(Stored data)

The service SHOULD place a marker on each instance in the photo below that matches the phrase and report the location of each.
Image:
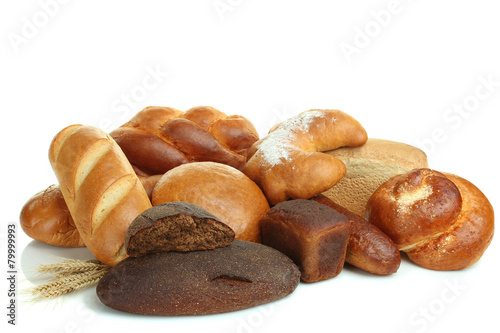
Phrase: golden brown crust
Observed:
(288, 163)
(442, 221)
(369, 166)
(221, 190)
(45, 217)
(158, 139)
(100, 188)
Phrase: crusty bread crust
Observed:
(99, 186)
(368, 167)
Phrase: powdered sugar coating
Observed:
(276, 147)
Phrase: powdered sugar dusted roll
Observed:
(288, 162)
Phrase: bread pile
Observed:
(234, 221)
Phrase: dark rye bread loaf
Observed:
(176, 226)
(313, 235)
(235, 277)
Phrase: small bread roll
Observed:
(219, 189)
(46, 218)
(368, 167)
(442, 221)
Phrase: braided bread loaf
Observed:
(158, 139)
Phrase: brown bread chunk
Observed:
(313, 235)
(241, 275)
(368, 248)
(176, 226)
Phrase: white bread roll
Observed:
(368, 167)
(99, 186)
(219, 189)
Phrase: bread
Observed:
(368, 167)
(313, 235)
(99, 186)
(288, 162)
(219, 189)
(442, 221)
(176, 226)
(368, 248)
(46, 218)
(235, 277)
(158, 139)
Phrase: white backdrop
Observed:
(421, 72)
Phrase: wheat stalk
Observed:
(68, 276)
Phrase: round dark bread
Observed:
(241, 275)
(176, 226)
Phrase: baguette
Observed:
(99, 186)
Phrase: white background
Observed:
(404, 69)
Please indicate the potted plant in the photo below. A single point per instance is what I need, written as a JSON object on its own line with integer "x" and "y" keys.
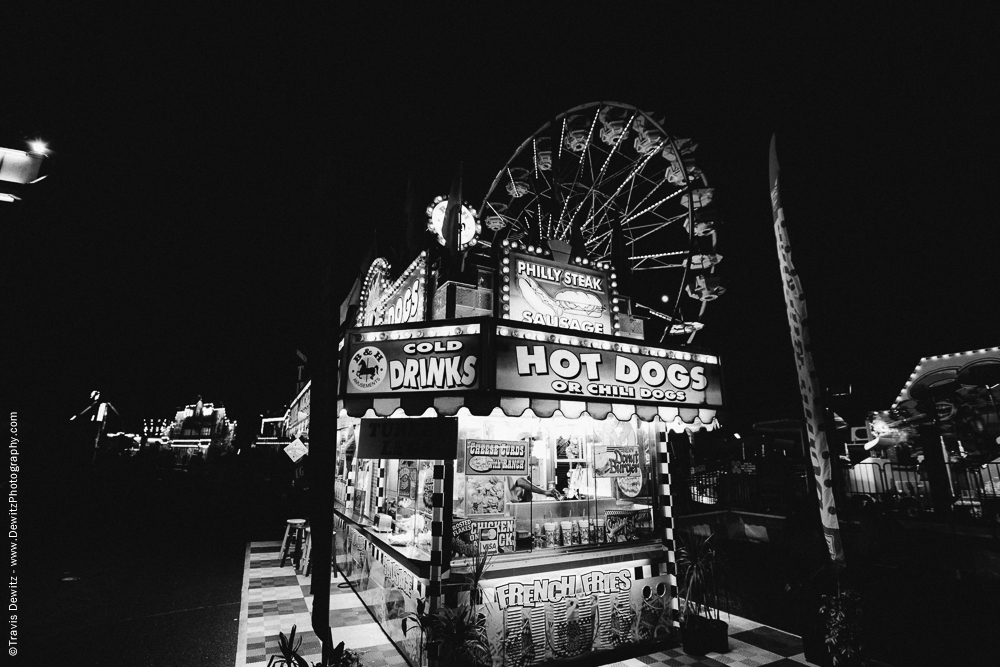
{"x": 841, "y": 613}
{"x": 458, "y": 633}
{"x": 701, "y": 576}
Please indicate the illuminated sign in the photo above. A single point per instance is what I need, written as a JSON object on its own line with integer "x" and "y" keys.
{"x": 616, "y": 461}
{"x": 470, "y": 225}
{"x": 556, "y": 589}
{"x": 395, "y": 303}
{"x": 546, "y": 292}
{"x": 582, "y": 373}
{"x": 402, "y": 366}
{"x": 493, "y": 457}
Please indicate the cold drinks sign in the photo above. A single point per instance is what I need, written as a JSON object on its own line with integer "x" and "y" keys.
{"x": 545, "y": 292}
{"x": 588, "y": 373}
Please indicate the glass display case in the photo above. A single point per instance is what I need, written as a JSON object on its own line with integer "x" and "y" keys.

__Aim of the task__. Transcribe each entry precisely as given, leaving the pictures out.

__Exercise solution__.
The service SHOULD place a marker on each instance in the photo below that matches the phrase and report the location of each.
Image:
Phrase: golden brown crust
Observed:
(288, 163)
(442, 221)
(369, 166)
(221, 190)
(45, 217)
(158, 139)
(100, 188)
Phrase: crusty bread crust
Observed:
(99, 186)
(368, 167)
Phrase: powdered sugar coating
Observed:
(276, 147)
Phrase: powdered sugar dusted roll
Observed:
(288, 162)
Phrase: bread pile
Observed:
(234, 221)
Phrase: dark rye bread loaf
Observed:
(176, 226)
(313, 235)
(235, 277)
Phrase: small bread roll
Observed:
(219, 189)
(46, 218)
(368, 167)
(442, 221)
Phrase: braided bread loaf
Observed:
(158, 139)
Phrase: brown bread chunk
Observed:
(313, 235)
(241, 275)
(368, 248)
(176, 226)
Phrase: white bread roll
Observed:
(368, 167)
(99, 186)
(219, 189)
Phrase: bread
Observed:
(368, 167)
(313, 235)
(99, 186)
(288, 162)
(219, 189)
(442, 221)
(176, 226)
(368, 248)
(46, 218)
(235, 277)
(158, 139)
Phrase: white backdrop
Observed:
(421, 72)
Phrase: wheat stalk
Observed:
(68, 276)
Phrase: round dark bread
Observed:
(241, 275)
(176, 226)
Phrase: baguette
Observed:
(99, 186)
Phrase: white background
Observed:
(404, 69)
Please indicate the potted plant in the photo below. A single point per instance is what I need, written as a JSON object on its own line with integer "x" and "y" keys.
{"x": 841, "y": 613}
{"x": 458, "y": 633}
{"x": 701, "y": 576}
Please indicate the illuminated sign in the photo above. A single point per instance is what I need, written as a JSON object on its own line with integer "x" and "y" keys.
{"x": 616, "y": 461}
{"x": 470, "y": 225}
{"x": 556, "y": 589}
{"x": 395, "y": 303}
{"x": 546, "y": 292}
{"x": 582, "y": 373}
{"x": 402, "y": 366}
{"x": 493, "y": 457}
Please indicate the cold drinks sign in the photo above. A single point per instance is what I need, written as a JSON object on its own line with integer "x" and "y" keys.
{"x": 545, "y": 292}
{"x": 588, "y": 373}
Please indicate the glass display case in the photo above. A single point per instance is what I need, written as a JSON object on its own line with integer "x" and "y" keys.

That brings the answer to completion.